» **TASK REQUIREMENTS**
Please print exactly the lines running from the one that contains "Category: man's hand" to the end of the data, with both lines included.

## BEGIN

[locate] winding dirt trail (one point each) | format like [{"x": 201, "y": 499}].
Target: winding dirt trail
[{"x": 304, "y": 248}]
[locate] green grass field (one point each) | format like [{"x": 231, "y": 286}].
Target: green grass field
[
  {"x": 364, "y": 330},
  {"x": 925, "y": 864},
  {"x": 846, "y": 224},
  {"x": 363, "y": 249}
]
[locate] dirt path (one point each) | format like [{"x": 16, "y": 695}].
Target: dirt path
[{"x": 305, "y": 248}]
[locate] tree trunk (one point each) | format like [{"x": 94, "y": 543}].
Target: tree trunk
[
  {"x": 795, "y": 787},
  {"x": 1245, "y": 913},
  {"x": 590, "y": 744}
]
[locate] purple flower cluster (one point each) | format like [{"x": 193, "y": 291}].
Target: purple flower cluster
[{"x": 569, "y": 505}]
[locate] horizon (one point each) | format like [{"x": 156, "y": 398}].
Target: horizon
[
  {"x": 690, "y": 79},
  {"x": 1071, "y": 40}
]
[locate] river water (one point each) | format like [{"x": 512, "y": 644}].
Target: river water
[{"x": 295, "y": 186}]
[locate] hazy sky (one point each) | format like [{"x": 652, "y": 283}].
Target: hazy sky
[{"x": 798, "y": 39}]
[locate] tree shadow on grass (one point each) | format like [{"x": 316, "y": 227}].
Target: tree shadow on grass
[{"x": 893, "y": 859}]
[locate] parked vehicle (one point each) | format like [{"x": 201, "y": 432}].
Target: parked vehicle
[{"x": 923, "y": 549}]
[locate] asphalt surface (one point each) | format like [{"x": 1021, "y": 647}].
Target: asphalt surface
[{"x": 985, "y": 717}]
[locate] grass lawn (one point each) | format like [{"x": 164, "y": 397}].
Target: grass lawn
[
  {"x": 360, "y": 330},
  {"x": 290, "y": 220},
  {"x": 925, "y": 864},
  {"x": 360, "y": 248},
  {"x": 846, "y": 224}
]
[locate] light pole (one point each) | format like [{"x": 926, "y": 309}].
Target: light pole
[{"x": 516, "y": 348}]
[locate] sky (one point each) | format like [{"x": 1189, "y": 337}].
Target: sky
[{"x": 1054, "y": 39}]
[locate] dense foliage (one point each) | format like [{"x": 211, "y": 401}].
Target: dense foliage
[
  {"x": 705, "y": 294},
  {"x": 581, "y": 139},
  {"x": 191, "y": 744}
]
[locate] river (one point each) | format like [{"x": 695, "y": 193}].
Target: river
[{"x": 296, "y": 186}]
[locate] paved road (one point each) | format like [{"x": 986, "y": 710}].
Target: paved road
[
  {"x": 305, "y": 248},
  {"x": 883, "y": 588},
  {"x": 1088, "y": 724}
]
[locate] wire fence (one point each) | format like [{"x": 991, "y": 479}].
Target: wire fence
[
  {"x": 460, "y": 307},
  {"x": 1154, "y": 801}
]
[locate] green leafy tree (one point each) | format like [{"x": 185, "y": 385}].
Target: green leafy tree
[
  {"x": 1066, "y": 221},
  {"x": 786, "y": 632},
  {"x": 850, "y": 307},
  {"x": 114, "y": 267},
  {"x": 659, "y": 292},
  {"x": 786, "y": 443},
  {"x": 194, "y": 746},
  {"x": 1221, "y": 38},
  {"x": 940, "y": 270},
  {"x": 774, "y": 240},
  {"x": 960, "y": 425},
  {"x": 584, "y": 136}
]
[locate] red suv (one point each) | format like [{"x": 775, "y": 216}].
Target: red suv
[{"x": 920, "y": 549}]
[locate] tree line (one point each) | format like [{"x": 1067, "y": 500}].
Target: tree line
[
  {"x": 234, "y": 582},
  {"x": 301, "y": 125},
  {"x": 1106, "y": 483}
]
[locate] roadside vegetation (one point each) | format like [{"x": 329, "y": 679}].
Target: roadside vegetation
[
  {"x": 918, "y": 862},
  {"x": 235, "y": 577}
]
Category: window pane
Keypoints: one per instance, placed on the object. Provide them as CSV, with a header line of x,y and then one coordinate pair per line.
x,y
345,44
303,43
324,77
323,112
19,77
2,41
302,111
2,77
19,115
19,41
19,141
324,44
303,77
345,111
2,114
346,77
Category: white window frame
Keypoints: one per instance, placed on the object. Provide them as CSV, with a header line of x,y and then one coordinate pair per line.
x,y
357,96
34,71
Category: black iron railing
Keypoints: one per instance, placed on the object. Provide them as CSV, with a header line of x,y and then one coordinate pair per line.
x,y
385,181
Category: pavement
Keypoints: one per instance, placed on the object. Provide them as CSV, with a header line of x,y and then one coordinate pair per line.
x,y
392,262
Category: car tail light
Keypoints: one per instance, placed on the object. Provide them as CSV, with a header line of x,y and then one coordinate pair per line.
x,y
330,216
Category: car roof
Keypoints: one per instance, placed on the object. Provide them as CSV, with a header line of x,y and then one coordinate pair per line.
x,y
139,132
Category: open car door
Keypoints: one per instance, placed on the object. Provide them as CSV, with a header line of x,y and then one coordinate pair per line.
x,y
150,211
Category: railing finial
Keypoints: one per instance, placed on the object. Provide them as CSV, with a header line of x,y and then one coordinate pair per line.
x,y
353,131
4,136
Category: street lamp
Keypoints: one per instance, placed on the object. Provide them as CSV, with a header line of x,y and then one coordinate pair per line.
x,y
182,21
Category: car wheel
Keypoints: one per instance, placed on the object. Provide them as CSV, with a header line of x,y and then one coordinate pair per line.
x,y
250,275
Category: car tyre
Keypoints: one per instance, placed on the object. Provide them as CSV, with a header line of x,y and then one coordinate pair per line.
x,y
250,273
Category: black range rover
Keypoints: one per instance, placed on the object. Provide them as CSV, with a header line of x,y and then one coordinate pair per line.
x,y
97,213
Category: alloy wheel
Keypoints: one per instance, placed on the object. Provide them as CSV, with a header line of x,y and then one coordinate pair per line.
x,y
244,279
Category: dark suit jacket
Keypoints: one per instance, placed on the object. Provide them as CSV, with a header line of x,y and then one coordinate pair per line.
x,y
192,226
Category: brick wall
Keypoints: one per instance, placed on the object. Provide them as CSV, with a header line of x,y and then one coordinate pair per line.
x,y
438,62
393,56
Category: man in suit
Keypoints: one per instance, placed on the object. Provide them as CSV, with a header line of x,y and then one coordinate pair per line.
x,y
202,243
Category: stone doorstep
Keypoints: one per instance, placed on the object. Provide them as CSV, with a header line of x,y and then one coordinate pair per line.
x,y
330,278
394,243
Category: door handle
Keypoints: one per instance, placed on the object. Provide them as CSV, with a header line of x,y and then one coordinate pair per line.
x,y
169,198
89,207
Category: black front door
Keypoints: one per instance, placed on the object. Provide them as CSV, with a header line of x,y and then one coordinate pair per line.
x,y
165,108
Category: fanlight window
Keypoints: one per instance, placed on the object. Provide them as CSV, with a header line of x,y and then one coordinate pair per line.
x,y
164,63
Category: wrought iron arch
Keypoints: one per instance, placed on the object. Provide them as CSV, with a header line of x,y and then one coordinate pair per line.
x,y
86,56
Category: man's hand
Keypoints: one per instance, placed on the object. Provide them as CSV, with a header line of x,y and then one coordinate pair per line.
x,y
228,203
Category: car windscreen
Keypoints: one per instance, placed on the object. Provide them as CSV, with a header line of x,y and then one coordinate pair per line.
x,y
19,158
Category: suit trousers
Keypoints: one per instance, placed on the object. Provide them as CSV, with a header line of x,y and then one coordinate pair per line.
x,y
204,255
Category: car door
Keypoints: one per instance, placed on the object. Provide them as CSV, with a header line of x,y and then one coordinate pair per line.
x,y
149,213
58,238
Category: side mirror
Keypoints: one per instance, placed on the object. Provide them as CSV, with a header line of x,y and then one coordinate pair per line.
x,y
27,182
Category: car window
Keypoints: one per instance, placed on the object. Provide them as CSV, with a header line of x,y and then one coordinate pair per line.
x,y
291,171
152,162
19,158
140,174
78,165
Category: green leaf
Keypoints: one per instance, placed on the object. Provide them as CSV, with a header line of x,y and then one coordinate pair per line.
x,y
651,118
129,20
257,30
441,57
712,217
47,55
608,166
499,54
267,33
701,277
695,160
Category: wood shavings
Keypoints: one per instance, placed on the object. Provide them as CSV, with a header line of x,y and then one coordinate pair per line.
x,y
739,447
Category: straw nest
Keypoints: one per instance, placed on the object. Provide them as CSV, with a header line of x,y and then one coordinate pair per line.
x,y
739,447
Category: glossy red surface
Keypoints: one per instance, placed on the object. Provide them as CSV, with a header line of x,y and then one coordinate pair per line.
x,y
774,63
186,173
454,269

## END

» **RESPONSE**
Category: man's hand
Keypoints: one per instance, placed on the object. Provide them as CSV, with a header line of x,y and then one coordinate pair per line.
x,y
228,203
Category: car windscreen
Keypoints: one per instance, placed on the object. Provide them as CSV, with a header line of x,y and then one coordinate pair per line.
x,y
19,158
Category: suit trousers
Keypoints: one per instance, placed on the object. Provide them as CSV, with a header line of x,y and then one coordinate pair per line.
x,y
204,255
Category: car door
Keypoints: one per instance, placed on the object. Provide them as CSV, with a header line of x,y and then one coordinate pair per line.
x,y
149,213
58,238
Category: side mirror
Keypoints: one per instance, placed on the object. Provide them as CSV, with a header line of x,y and then one coordinate pair per line.
x,y
27,182
Category: car window
Keypoints: one per instance, placed on the object. Provide them as CSV, with a header line of x,y and then one coordinate pair per line.
x,y
291,171
152,162
19,158
140,174
78,165
Category: green leaf
Keypoints: one per instance, placed on the object. Provide them as CSV, with a header line of x,y and then one coordinate pair per line.
x,y
651,118
129,20
257,30
441,57
712,217
47,55
608,166
499,54
267,33
701,277
695,160
Category: wood shavings
Keypoints: one per instance, placed on the object. Provide them as CSV, with a header line of x,y and then one coordinate pair per line.
x,y
739,447
Category: straw nest
Keypoints: one per instance, placed on the object. Provide them as CSV, with a header line of x,y and then one coordinate pair per line.
x,y
739,447
Category: glossy red surface
Keypoints: one per instance, placed on the object. Provide them as CSV, with a header line of x,y and then one coordinate pair per line.
x,y
774,63
186,173
454,269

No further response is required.